#### [ABOUT THIS TASK]
Write out exactly the lines from the first line of the records below through the line that contains "Task: tag the ceiling", and stop there.

#### [EXERCISE DATA]
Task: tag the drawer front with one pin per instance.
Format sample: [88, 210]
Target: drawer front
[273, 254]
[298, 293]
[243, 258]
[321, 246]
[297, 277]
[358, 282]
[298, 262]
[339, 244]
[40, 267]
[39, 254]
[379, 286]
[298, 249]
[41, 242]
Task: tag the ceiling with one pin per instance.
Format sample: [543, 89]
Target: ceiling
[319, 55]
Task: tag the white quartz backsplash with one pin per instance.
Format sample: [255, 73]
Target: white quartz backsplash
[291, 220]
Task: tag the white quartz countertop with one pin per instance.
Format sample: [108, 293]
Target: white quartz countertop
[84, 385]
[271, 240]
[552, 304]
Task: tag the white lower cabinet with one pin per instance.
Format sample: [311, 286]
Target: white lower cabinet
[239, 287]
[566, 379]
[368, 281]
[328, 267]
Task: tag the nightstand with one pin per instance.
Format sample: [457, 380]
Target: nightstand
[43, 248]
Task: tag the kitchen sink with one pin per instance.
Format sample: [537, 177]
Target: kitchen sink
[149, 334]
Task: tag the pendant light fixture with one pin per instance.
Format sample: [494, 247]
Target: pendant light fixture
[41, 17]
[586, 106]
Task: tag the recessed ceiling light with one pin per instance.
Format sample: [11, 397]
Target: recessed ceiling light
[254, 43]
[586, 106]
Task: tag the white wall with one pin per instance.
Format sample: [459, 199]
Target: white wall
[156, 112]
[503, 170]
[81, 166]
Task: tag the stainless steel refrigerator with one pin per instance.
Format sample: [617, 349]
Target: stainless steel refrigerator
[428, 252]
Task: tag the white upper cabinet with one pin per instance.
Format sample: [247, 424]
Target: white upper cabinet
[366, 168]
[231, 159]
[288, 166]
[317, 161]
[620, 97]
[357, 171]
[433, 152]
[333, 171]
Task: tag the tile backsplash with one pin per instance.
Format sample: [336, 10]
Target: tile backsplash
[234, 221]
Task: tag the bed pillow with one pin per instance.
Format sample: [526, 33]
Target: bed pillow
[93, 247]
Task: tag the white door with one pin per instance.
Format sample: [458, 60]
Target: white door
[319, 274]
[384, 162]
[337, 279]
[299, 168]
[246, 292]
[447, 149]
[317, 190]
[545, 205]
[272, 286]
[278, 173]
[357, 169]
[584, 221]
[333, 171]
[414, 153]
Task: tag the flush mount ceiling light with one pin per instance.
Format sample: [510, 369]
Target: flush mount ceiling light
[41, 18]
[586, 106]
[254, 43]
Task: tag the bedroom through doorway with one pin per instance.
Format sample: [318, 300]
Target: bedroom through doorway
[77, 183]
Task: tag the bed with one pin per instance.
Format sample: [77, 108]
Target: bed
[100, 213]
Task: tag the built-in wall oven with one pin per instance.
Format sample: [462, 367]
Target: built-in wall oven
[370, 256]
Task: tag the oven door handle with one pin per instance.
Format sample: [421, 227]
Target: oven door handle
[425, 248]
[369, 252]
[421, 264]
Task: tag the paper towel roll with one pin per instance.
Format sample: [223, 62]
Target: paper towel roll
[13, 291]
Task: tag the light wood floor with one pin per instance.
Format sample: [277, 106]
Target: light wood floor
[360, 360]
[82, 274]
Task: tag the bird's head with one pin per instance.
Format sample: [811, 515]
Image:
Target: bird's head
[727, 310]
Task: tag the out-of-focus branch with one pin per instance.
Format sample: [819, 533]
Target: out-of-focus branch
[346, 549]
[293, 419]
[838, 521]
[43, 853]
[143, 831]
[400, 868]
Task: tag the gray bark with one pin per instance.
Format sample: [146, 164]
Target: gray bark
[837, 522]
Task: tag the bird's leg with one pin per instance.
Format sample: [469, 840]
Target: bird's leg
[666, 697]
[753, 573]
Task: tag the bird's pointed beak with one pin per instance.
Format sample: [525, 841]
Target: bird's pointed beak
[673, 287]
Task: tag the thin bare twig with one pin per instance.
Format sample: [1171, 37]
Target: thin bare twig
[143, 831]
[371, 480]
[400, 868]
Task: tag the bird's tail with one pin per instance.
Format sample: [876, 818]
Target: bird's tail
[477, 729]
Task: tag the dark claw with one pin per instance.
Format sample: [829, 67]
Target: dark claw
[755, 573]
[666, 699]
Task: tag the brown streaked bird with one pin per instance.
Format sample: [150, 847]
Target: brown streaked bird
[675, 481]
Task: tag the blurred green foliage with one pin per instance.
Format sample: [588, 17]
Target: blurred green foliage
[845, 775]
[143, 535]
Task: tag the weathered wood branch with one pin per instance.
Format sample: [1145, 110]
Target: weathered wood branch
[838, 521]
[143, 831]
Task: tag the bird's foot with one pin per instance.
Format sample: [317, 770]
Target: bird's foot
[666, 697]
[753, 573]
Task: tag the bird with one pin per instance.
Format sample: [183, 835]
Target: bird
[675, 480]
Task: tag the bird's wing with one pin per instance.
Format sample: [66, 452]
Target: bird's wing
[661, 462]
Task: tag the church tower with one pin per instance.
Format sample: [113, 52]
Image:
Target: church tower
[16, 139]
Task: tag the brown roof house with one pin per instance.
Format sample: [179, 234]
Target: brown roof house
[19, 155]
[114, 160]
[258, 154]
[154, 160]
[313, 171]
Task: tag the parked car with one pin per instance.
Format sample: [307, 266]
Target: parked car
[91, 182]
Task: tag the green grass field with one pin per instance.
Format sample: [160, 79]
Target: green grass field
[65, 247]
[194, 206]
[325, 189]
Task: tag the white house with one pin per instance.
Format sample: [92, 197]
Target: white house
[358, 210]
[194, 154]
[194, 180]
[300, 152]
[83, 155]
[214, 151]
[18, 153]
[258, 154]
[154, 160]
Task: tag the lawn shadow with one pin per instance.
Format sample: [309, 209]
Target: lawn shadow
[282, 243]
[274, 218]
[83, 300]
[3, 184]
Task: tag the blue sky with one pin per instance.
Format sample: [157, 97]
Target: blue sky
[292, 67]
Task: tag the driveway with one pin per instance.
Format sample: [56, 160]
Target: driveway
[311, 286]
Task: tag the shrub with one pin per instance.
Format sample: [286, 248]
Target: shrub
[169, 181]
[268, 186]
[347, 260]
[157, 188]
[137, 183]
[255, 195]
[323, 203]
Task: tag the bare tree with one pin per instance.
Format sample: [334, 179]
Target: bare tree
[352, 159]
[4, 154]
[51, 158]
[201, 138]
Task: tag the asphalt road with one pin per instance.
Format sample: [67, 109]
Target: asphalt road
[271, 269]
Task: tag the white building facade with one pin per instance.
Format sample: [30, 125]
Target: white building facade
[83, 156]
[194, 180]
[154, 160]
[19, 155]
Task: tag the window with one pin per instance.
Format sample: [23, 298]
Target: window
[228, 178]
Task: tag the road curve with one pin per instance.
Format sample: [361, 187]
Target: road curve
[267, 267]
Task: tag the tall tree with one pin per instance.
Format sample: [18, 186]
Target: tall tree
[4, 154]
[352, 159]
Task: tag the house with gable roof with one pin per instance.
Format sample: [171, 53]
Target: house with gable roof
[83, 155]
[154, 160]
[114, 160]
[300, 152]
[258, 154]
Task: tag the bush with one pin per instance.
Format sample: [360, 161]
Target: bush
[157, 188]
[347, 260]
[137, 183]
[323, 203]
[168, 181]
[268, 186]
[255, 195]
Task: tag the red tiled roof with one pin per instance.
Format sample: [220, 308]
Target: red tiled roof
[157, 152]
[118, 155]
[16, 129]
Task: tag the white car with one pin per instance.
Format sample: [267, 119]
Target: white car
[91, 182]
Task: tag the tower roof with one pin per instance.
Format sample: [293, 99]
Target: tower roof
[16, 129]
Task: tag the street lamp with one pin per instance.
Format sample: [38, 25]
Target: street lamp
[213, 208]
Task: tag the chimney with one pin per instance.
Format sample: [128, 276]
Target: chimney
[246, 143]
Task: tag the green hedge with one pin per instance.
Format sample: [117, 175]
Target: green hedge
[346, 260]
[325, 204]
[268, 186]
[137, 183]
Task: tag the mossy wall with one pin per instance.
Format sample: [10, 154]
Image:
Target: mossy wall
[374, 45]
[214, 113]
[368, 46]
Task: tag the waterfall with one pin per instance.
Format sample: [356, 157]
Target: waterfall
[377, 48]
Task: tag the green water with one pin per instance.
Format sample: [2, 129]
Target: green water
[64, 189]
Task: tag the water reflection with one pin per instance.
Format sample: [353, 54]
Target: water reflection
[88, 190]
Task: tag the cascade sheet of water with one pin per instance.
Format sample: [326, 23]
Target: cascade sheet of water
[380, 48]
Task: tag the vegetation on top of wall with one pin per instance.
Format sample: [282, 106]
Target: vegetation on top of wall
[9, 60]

#### [ANSWER TO THIS TASK]
Task: tag the drawer front with one pin per instance.
Format sample: [88, 210]
Target: drawer front
[273, 254]
[298, 293]
[243, 258]
[321, 246]
[297, 277]
[358, 282]
[298, 262]
[339, 244]
[40, 267]
[39, 254]
[379, 286]
[298, 249]
[41, 242]
Task: tag the ceiling with one pin per instance.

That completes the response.